PROVIDED PASSAGE:
A recent report suggests that E-Waste disposal in the UK costs companies over £50m a year. Aside from the less legitimate approaches to recycling mentioned earlier, the recycling process in the last three years has become so cheap that it is almost cost-neutral. In fact, since the components and materials that are extracted during the recycling process are so valuable, many of the companies that are involved in the recycling process are now making a tidy profit not only from the recycling process itself, but also from the fact that in many countries there is no control over how producers of E-Waste are charged for the recycling process, turning the whole process into an incredibly lucrative and frequently corrupt trade.
Recycling vs ReUse
Recycling sounds great. But it’s not always the best solution. Often equipment that is marked as E-Waste is still usable. It’s just not needed any more because it has been replaced with something else. Most legislation puts emphasis on the recovery and recycling processes over and above the less energy intensive reuse path for electronic goods. Don’t get me wrong here, recycling actually does come with an energy cost benefit. It is abundantly clear that it requires much less energy to extract minerals and materials directly from electronic goods than it requires to mine and manufacture those materials from scratch. The point here is that often we don’t need to go to the radical lengths of full-scale recycling. As an amateur robotics and electronics enthusiast, I have to say that it is amazing how much you can salvage from an old VHS recorder or from a variety of other electronic equipment. Certainly, cannibalizing electronic goods for working parts that can be re-used in other equipment is an area that needs more exploration. Unfortunately, this sort of work is often manual and can’t be easily automated which drives up the cost of making good our electronic junk, however in a market where job scarcity seems to be growing at an unprecedented rate this seems like a major opportunity.
But hunting for parts isn’t always that necessary. Providing the appropriate facilities to allow us to separate our electronic recyclables into those that are working and functional and those that are not, would certainly help to reduce the amount of energy used on recycling perfectly usable electronic goods. Charity, Computer Aid International, states that the actual working life of a computer averages around ten years, while most UK computer users will replace their computers after around two or three years of use, in order to stay current. If only a quarter of the UK population does this, it equates to roughly 7 million working computers being junked every year.

(Items from a dataset)

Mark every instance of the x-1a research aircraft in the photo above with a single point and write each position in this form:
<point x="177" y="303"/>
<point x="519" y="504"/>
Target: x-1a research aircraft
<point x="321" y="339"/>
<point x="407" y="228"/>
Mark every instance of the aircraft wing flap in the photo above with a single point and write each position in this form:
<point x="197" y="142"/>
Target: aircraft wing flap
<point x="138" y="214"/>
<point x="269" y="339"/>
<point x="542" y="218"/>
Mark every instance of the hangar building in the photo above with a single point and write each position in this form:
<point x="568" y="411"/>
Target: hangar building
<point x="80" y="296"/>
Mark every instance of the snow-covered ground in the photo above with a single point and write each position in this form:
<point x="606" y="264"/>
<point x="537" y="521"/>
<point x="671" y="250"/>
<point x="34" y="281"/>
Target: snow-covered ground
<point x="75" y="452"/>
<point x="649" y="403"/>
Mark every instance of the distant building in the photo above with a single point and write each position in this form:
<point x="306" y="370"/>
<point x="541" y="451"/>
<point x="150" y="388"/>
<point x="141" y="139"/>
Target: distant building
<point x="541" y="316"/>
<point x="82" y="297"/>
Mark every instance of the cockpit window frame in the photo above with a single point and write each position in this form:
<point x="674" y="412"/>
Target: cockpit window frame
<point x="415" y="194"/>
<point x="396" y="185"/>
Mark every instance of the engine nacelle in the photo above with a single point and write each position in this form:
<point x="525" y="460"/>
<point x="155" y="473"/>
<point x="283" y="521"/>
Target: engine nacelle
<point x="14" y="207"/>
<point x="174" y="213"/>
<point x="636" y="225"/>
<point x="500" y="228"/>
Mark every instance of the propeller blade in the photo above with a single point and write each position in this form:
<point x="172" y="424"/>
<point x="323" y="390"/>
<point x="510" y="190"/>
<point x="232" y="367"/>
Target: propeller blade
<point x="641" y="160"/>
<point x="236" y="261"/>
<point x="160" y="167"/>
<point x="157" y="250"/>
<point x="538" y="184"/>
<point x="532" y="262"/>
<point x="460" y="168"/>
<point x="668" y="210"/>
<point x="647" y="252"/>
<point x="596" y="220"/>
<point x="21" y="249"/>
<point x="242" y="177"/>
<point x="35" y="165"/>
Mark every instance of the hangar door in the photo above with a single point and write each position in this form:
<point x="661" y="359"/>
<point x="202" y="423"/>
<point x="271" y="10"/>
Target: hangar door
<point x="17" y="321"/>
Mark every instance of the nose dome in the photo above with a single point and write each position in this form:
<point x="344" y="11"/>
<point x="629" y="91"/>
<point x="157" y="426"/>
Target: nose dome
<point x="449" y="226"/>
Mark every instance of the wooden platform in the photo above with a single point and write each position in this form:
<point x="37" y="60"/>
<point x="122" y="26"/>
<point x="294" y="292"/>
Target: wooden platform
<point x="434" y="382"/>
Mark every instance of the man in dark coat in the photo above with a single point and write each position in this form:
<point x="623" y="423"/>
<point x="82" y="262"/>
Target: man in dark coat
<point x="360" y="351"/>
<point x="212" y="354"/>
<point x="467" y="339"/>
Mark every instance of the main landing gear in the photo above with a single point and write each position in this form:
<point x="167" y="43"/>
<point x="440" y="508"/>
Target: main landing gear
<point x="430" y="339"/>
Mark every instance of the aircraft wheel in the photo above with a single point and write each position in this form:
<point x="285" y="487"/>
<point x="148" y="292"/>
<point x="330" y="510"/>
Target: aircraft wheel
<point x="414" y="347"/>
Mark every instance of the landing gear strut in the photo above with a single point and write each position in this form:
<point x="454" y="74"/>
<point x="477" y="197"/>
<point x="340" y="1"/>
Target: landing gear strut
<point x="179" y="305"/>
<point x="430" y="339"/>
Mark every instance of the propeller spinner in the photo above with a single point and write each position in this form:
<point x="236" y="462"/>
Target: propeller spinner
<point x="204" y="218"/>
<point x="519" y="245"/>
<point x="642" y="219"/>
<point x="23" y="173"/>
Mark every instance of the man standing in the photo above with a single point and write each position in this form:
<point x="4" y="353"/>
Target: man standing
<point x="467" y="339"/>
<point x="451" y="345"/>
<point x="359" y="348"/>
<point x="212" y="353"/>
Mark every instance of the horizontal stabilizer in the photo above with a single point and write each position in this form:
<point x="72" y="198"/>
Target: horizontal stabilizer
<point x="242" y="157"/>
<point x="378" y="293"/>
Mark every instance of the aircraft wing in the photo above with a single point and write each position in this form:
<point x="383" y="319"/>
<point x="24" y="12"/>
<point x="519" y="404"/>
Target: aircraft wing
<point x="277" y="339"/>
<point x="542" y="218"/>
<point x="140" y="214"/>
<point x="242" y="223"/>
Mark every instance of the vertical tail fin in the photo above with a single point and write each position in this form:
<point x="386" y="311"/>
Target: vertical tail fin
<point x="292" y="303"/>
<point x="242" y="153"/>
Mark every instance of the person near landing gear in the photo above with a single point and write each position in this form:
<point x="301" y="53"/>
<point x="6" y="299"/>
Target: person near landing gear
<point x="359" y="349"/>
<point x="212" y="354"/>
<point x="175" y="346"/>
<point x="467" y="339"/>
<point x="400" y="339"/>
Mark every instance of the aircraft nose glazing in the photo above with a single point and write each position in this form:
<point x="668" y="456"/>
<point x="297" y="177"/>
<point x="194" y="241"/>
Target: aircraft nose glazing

EXERCISE REQUIREMENTS:
(a) List every numerical figure in the e-waste text, along with what each one refers to.
(b) Write the next part of the e-waste text, picking up after its final sentence.

ANSWER SET:
(a)
- Over £50m a year: what E-Waste disposal costs companies in the UK, according to a recent report
- Three years: the period over which the recycling process has become so cheap that it is almost cost-neutral
- Around ten years: the average actual working life of a computer, according to Computer Aid International
- Around two or three years: how long most UK computer users use their computers before replacing them
- A quarter: the share of the UK population used in the estimate of junked computers
- Roughly 7 million: the number of working computers junked every year if that quarter replaces theirs early

(b)
It is clear that E-Waste is very profitable and if recycling is handled properly it has a large number of benefits. For one thing, it brings with it many job opportunities. Latest estimates show that recycling maintains around 1.1 million jobs in the U.S. every year and generates $236 billion in gross annual sales and $37 billion in annual payrolls.
It also opens up the possibility of redistributing many useful technical components to less technically advanced countries at low cost. Even where the actual components cannot be used, recycling offers the opportunity to extract minerals like gold, silver, bauxite, copper, lead and tin for a fraction of the cost of actually mining them. And it’s more energy efficient, helping us to conserve our natural resources.
Africa is not blind to the problems that E-Waste have created in places like Ghana and Nigeria. At African Utility Week in May this year, you can attend an presentation by eWASA where responsible handling of E-Waste in Africa will be discussed in some detail. Let’s hope that all this new legislation, greater public awareness, and forward thinking organizations working toward solving the problems associated with the incredible waste our industry generates results in a cleaner and better world.